(PROBLEM DESCRIPTION): Retype, without any changes, the lines beginning with the line that contains "Annotation guideline — the target class is woman's ear." and ending with the line that contains "340;65;349;170", with both of those lines included.
### EXCERPTED RECORDS ###
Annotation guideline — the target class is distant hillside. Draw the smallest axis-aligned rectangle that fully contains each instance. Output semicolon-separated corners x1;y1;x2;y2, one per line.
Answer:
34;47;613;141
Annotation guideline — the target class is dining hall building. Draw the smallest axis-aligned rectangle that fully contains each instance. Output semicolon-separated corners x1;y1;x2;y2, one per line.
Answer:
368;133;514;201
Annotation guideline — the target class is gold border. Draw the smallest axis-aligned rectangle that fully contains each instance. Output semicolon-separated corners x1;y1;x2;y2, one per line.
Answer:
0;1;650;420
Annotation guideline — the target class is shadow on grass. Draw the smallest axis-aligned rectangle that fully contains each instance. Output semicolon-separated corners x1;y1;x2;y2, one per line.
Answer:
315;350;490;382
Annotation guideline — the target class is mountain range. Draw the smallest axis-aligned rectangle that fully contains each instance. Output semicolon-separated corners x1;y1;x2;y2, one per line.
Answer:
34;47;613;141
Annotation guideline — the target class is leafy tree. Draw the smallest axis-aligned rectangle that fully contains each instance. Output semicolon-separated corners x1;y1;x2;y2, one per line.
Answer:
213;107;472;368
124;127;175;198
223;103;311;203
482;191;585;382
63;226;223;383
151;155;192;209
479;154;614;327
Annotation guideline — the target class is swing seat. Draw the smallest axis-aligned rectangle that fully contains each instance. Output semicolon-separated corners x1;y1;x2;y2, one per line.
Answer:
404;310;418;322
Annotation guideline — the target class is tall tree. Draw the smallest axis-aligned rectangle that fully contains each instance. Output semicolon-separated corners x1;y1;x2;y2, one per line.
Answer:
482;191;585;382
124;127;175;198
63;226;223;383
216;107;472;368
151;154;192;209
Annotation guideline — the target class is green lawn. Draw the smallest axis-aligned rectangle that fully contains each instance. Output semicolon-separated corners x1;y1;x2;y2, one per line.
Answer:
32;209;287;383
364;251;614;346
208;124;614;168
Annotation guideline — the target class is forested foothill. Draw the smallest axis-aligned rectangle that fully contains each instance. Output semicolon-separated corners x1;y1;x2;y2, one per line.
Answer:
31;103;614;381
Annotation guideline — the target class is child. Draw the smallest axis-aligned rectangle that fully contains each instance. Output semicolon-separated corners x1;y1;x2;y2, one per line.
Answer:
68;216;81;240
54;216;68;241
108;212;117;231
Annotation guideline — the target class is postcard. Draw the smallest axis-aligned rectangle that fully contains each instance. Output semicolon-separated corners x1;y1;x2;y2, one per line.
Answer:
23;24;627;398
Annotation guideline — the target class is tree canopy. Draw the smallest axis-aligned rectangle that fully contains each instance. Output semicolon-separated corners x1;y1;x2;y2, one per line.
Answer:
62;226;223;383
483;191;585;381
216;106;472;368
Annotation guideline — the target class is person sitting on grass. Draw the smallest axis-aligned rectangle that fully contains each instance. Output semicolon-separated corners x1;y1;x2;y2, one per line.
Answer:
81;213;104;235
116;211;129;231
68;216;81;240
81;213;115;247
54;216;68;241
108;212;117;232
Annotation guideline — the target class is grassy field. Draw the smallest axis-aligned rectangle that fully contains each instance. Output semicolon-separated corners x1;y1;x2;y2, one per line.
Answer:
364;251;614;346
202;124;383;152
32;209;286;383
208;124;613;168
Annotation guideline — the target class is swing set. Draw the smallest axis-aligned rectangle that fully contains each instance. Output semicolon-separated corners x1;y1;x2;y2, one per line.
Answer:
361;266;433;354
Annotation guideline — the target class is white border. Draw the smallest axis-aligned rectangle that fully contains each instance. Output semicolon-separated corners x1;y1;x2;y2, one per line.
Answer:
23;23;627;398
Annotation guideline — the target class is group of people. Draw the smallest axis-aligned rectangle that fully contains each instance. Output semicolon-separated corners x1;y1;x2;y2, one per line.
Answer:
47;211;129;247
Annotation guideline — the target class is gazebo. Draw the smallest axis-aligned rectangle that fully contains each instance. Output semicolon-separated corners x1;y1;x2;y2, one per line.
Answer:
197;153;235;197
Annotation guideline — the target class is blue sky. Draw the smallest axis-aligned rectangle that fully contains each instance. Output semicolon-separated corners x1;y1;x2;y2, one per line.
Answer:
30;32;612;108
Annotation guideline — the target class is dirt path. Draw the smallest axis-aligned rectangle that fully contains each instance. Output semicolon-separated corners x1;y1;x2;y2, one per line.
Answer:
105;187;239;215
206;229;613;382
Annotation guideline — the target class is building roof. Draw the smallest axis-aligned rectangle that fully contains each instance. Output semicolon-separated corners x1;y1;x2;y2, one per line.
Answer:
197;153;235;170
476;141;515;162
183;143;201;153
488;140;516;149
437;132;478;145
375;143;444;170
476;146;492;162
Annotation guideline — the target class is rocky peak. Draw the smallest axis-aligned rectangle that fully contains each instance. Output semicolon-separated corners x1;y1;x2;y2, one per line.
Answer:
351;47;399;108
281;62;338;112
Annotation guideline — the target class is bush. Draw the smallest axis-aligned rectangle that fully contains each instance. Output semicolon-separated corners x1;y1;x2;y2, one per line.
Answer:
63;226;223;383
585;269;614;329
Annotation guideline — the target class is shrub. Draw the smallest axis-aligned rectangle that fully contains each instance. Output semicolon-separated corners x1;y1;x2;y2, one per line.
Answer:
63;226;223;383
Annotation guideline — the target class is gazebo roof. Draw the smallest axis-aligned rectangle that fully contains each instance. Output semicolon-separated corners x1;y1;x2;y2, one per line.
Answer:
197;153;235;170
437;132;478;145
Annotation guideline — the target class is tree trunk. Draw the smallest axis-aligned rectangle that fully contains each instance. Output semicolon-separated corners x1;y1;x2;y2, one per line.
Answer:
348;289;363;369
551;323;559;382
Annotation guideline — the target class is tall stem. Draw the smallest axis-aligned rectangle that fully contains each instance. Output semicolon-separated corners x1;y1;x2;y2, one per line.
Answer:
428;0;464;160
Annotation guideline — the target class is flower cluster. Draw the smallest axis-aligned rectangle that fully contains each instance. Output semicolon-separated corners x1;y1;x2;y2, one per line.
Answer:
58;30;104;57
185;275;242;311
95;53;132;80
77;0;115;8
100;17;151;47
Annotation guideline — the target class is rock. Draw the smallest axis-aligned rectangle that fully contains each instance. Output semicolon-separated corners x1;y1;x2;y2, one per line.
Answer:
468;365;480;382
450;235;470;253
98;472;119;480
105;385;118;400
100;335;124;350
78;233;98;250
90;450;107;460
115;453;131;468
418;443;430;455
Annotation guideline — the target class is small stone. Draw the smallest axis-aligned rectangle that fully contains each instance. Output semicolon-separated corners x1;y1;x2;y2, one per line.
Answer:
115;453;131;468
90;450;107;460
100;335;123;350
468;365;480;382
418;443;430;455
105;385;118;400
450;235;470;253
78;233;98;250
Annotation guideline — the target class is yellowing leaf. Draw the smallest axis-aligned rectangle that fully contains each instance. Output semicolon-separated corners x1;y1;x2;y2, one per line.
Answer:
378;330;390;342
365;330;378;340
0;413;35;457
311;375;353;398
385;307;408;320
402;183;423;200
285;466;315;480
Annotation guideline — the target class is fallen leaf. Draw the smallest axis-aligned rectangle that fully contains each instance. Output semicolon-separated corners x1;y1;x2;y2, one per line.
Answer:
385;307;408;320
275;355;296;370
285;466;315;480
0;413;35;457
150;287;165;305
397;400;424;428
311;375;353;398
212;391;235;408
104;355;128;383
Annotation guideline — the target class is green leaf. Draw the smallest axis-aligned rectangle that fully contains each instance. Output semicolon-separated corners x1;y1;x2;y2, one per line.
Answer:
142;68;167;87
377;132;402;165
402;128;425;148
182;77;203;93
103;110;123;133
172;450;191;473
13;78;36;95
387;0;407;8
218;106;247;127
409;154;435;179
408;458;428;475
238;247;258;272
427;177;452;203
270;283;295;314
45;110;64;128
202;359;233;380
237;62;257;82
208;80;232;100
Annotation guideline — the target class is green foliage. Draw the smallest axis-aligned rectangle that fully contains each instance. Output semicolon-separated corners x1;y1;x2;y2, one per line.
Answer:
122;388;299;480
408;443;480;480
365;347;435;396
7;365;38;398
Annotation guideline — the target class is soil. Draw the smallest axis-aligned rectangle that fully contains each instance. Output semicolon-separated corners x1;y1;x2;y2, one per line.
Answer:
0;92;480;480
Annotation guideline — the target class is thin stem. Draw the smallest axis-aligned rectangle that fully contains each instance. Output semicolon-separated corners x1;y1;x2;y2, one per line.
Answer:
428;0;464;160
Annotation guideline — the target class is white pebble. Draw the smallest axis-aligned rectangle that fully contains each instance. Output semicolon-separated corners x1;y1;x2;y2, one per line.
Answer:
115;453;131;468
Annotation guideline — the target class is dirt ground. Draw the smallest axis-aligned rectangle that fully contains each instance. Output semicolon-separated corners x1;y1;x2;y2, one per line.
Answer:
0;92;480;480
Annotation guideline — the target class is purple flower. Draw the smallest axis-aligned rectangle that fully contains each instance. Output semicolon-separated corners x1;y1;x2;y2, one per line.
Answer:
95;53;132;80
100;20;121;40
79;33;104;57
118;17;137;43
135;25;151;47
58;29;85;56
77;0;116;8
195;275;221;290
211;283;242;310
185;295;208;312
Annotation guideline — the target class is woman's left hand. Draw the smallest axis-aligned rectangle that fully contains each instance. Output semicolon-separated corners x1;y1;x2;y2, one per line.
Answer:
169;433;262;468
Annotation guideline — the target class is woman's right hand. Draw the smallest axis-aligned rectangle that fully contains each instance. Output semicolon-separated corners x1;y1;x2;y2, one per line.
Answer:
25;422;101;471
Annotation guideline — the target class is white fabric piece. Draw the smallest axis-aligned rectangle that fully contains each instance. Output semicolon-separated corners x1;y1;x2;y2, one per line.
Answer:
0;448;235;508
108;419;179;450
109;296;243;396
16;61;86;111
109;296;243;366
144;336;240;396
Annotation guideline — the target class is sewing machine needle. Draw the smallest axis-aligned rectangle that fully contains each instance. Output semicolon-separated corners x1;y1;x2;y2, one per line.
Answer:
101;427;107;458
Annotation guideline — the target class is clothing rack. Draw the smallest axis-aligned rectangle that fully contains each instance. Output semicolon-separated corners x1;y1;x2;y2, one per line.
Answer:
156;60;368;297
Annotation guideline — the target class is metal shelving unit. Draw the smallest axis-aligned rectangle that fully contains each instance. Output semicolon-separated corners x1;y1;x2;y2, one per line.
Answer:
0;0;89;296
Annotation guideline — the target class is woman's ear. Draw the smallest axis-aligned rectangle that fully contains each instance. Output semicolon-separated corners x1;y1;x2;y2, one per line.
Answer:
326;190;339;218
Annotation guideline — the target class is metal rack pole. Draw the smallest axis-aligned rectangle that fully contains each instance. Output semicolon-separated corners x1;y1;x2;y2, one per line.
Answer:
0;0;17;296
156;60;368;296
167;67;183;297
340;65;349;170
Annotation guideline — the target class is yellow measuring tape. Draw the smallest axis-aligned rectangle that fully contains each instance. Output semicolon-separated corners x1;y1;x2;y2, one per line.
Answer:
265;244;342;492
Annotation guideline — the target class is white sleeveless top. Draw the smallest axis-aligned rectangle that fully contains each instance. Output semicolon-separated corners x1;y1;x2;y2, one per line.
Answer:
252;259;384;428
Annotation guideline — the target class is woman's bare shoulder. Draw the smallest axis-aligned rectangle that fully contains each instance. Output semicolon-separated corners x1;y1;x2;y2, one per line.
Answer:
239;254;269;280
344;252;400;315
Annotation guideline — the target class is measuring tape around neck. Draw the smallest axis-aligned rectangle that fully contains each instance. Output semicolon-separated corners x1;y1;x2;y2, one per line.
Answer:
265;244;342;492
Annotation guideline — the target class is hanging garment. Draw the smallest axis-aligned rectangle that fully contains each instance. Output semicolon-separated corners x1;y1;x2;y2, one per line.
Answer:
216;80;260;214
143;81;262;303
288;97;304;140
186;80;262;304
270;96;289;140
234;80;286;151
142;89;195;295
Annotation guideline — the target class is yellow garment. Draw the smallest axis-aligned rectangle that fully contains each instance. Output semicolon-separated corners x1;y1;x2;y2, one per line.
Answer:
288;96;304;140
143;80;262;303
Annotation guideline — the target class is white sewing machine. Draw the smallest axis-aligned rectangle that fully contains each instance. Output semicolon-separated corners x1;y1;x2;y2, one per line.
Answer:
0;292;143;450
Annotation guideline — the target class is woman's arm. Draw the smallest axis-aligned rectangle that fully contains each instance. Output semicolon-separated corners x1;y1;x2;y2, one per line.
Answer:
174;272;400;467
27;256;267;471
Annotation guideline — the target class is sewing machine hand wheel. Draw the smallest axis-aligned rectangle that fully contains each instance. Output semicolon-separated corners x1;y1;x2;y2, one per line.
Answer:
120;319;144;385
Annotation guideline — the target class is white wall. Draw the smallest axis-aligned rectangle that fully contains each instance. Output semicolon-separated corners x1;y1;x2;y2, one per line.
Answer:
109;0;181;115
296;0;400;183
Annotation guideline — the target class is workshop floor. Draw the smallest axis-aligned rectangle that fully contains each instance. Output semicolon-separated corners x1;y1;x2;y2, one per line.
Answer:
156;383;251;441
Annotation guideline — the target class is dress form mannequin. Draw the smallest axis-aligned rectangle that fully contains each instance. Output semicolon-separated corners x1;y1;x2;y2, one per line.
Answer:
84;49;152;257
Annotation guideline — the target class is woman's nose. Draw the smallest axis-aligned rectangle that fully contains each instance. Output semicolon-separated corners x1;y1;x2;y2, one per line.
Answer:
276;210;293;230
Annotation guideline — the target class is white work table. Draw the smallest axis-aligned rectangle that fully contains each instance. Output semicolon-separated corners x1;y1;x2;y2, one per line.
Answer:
###
(OUTPUT OF THE EXERCISE):
Annotation guideline — the target class is woman's ear. Draw the smallest axis-aligned rectangle that fully contains each instance. Output semicolon-separated corners x1;y1;x2;y2, one per line.
Answer:
326;190;339;218
Annotation guideline — the target class is metal rack pole. Draw the smallest axis-aligned rectangle that fully contains each instance. Output semicolon-separated corners x1;y1;x2;y2, one per line.
Answer:
0;0;17;296
156;60;368;296
167;67;183;297
340;65;349;170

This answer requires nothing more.